#### [Excerpt provided]
——————

The date and time for hand-down is deemed to be 10H00 on 8
August
2022.
Summary:
Criminal law – appeal against
sentence – appellant pleaded guilty to rape of complainant –
whether individually
or cumulatively personal circumstances of
appellant sufficiently substantial and compelling justify deviation
from imposition of
minimum sentence – such circumstances not
sufficient – appeal dismissed.
ORDER
It is Ordered:
1.
The appeal against sentence is dismissed.
JUDGMENT
MILLAR J
1.
This
is an appeal against sentence only. On 1 April 2021 the appellant was
arraigned in the Pretoria Regional Court on 2 counts
of rape. He was
informed that the respondent would seek the imposition of the minimum
sentence prescribed by law for the offences
for which he had been
charged – life imprisonment.
[1]
The appellant was legally represented throughout the proceedings. He
pleaded guilty to both counts. The Court accepted his plea
and he was
convicted on 10 August 2021.
2.

——————

(Dataset rows recording where objects appear)
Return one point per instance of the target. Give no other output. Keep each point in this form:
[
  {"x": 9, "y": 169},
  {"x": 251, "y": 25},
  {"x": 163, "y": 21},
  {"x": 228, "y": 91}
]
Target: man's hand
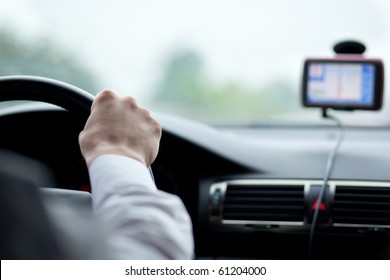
[{"x": 117, "y": 125}]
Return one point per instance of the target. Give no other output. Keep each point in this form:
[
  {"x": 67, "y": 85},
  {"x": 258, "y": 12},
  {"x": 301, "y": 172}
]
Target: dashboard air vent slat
[
  {"x": 264, "y": 203},
  {"x": 361, "y": 205}
]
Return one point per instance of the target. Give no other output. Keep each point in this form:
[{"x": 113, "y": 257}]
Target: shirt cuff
[{"x": 108, "y": 172}]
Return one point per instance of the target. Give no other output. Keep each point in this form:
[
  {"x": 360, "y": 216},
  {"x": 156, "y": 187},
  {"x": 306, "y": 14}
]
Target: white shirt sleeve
[{"x": 144, "y": 222}]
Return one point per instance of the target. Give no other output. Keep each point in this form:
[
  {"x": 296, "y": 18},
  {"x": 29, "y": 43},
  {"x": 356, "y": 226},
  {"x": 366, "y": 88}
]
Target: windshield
[{"x": 233, "y": 62}]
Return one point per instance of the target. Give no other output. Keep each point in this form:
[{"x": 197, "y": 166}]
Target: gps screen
[{"x": 340, "y": 84}]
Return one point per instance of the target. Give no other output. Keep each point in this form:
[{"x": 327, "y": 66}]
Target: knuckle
[{"x": 130, "y": 101}]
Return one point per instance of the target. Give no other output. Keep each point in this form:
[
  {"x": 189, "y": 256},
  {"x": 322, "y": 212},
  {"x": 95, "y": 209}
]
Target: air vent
[
  {"x": 361, "y": 206},
  {"x": 260, "y": 202}
]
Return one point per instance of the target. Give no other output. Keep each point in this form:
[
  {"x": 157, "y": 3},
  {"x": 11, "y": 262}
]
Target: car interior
[{"x": 271, "y": 190}]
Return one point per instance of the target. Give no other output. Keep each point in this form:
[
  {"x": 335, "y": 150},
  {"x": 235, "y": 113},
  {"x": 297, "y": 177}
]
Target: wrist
[{"x": 91, "y": 155}]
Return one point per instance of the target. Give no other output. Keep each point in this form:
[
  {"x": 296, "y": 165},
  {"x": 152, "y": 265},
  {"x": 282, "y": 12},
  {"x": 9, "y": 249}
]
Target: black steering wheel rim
[{"x": 35, "y": 88}]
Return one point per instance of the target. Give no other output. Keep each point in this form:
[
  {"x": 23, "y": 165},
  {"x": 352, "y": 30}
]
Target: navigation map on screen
[{"x": 341, "y": 83}]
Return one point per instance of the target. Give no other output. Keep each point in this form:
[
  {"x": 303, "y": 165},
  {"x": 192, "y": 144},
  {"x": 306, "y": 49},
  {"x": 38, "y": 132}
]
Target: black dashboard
[{"x": 250, "y": 191}]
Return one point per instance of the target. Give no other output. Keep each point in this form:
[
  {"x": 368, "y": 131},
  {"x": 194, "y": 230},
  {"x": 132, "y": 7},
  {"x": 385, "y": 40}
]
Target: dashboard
[{"x": 251, "y": 191}]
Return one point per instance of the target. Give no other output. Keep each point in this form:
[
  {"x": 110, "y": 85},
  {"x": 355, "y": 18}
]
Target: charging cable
[{"x": 328, "y": 170}]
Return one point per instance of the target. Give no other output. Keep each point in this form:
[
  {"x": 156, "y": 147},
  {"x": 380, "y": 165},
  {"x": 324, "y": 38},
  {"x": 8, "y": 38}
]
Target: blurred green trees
[
  {"x": 42, "y": 58},
  {"x": 185, "y": 90}
]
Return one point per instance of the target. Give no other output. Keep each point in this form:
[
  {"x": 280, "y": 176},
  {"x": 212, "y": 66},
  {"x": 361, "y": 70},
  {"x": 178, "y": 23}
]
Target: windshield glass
[{"x": 233, "y": 62}]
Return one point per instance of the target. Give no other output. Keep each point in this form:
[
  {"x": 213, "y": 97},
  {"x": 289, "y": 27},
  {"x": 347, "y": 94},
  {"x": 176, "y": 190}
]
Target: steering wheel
[
  {"x": 71, "y": 98},
  {"x": 32, "y": 88}
]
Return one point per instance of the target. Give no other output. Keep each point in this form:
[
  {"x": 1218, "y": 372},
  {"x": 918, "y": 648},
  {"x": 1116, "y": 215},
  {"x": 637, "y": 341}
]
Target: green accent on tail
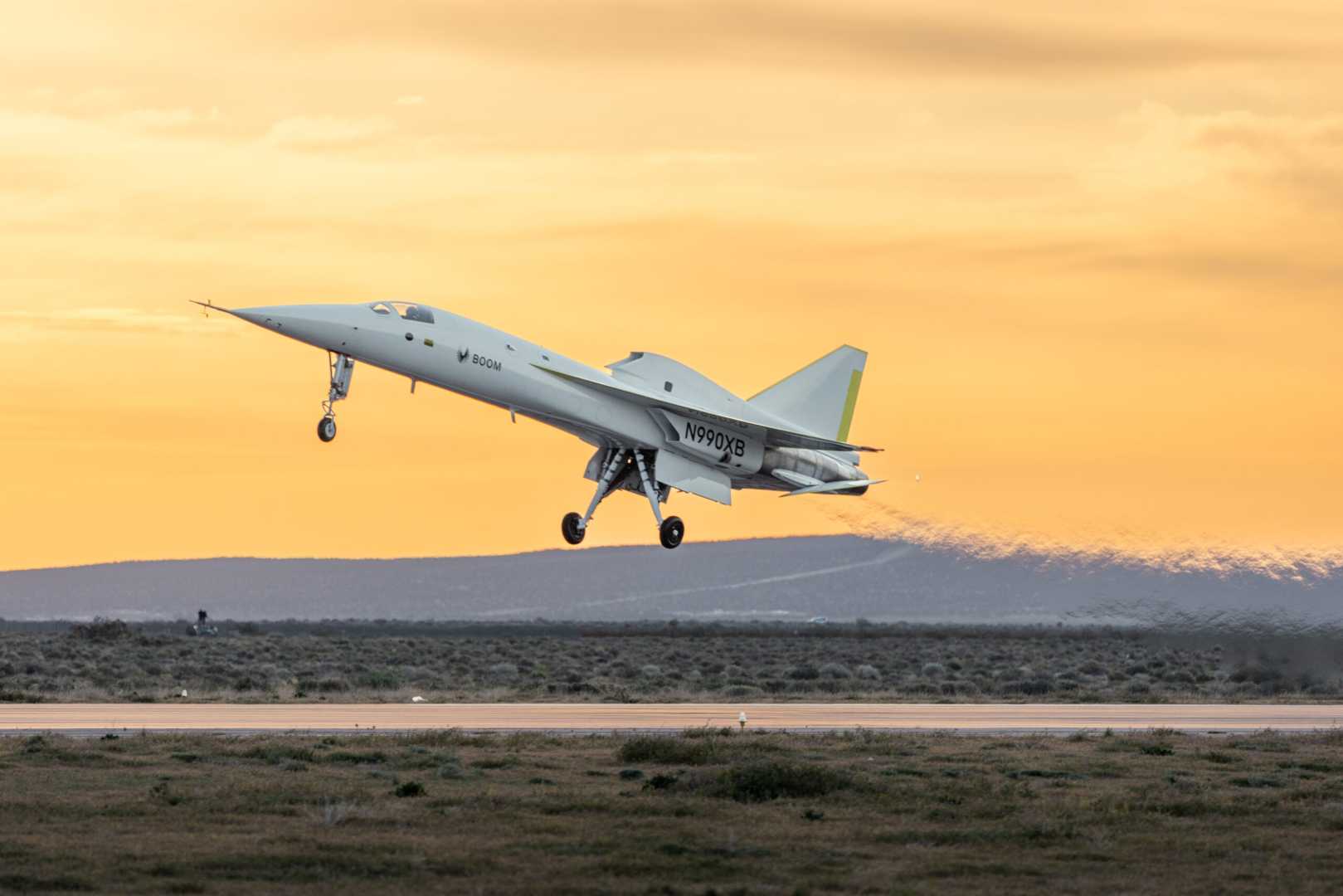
[{"x": 849, "y": 403}]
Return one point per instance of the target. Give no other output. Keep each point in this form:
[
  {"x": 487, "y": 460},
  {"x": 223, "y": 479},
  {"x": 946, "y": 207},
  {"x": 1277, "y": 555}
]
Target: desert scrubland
[{"x": 395, "y": 661}]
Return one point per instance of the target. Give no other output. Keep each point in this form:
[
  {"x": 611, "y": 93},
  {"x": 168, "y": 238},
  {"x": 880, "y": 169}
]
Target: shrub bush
[
  {"x": 101, "y": 629},
  {"x": 668, "y": 751},
  {"x": 771, "y": 779}
]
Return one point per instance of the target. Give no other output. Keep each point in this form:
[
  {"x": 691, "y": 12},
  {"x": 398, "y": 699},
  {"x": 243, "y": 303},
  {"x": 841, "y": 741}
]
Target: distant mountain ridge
[{"x": 796, "y": 578}]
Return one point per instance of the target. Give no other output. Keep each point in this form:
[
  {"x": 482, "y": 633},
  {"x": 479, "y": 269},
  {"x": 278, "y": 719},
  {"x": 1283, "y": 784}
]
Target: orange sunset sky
[{"x": 1095, "y": 253}]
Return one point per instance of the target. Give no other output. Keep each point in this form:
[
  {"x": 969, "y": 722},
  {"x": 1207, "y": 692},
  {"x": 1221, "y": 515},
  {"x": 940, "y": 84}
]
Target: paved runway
[{"x": 605, "y": 718}]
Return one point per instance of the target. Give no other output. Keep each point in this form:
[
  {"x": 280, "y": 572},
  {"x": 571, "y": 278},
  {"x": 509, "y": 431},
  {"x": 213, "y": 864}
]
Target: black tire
[
  {"x": 672, "y": 533},
  {"x": 570, "y": 527}
]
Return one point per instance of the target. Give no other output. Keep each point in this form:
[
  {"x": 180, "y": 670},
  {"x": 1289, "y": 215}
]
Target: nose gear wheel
[{"x": 342, "y": 371}]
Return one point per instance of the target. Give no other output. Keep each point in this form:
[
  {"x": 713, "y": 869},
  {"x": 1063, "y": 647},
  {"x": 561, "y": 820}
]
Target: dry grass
[
  {"x": 754, "y": 813},
  {"x": 362, "y": 661}
]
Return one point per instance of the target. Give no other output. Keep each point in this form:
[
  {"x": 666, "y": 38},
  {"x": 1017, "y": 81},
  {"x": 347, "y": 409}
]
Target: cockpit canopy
[{"x": 407, "y": 310}]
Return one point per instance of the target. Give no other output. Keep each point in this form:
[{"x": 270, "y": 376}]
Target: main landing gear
[
  {"x": 670, "y": 531},
  {"x": 342, "y": 371}
]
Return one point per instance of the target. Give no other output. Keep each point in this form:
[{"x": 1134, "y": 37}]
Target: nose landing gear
[{"x": 342, "y": 371}]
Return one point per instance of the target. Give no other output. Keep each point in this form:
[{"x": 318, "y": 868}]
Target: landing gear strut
[
  {"x": 670, "y": 531},
  {"x": 342, "y": 371},
  {"x": 616, "y": 469}
]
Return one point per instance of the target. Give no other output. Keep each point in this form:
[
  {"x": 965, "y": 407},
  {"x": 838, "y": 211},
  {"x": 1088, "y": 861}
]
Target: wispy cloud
[
  {"x": 22, "y": 324},
  {"x": 327, "y": 132}
]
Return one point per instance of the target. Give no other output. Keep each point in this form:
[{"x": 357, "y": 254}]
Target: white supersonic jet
[{"x": 655, "y": 423}]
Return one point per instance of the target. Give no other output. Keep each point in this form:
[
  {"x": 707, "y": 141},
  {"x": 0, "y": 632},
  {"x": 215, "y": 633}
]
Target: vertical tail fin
[{"x": 821, "y": 397}]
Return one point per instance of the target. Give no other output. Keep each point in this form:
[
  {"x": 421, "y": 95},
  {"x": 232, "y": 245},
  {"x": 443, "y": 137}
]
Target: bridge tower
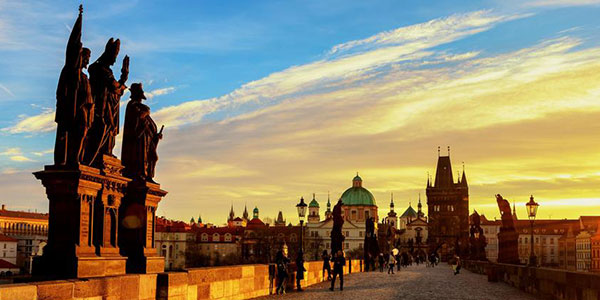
[{"x": 448, "y": 211}]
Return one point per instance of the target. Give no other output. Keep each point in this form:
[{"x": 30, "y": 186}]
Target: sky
[{"x": 264, "y": 102}]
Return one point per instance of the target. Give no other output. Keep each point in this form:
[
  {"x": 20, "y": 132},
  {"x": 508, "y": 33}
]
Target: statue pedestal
[
  {"x": 508, "y": 246},
  {"x": 136, "y": 227},
  {"x": 82, "y": 228}
]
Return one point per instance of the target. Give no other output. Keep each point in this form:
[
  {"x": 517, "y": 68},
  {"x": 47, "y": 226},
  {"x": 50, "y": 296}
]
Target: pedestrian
[
  {"x": 282, "y": 272},
  {"x": 326, "y": 265},
  {"x": 458, "y": 265},
  {"x": 299, "y": 269},
  {"x": 338, "y": 269},
  {"x": 391, "y": 263}
]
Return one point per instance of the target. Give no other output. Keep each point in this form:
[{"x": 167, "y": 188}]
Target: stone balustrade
[
  {"x": 545, "y": 283},
  {"x": 224, "y": 283}
]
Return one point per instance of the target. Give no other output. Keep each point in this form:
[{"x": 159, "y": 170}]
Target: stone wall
[
  {"x": 545, "y": 283},
  {"x": 233, "y": 282}
]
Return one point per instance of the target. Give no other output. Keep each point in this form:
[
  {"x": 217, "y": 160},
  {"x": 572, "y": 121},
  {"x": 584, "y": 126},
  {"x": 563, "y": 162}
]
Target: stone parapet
[
  {"x": 545, "y": 283},
  {"x": 223, "y": 283}
]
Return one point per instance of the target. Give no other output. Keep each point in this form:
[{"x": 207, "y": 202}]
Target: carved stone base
[
  {"x": 146, "y": 265},
  {"x": 76, "y": 248},
  {"x": 137, "y": 227}
]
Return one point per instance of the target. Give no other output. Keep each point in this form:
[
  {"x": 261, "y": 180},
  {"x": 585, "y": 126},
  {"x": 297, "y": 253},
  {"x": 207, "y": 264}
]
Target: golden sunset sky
[{"x": 514, "y": 90}]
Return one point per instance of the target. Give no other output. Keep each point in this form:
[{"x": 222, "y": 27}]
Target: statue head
[
  {"x": 85, "y": 57},
  {"x": 137, "y": 91},
  {"x": 111, "y": 51}
]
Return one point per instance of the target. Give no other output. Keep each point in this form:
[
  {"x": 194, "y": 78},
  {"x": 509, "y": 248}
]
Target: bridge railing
[
  {"x": 230, "y": 282},
  {"x": 546, "y": 283}
]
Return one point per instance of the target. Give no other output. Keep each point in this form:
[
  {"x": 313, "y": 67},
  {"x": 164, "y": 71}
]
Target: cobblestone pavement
[{"x": 414, "y": 282}]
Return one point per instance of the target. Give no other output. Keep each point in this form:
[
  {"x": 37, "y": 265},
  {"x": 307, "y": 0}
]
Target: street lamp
[
  {"x": 301, "y": 214},
  {"x": 532, "y": 212}
]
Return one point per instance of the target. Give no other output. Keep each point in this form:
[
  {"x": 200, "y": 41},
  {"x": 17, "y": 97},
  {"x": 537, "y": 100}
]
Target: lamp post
[
  {"x": 532, "y": 212},
  {"x": 301, "y": 214}
]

——————

#### [Stated goal 1]
Extract the portion of the judgment excerpt between "The date and" and "sufficient – appeal dismissed.", inclusive.
#### [Stated goal 2]
Condense the paragraph of the judgment excerpt that begins "This is an appeal against sentence only" into a short bulleted list of its main facts.
The records are independent material with no connection to the judgment excerpt.

#### [Correct response 1]
The date and time for hand-down is deemed to be 10H00 on 8
August
2022.
Summary:
Criminal law – appeal against
sentence – appellant pleaded guilty to rape of complainant –
whether individually
or cumulatively personal circumstances of
appellant sufficiently substantial and compelling justify deviation
from imposition of
minimum sentence – such circumstances not
sufficient – appeal dismissed.

#### [Correct response 2]
- The appeal concerns sentence only.
- On 1 April 2021, the appellant was arraigned in the Pretoria Regional Court on two counts of rape.
- He was informed that the respondent would seek the prescribed minimum sentence of life imprisonment.
- He was legally represented throughout the proceedings.
- He pleaded guilty to both counts, and the Court accepted his plea.
- He was convicted on 10 August 2021.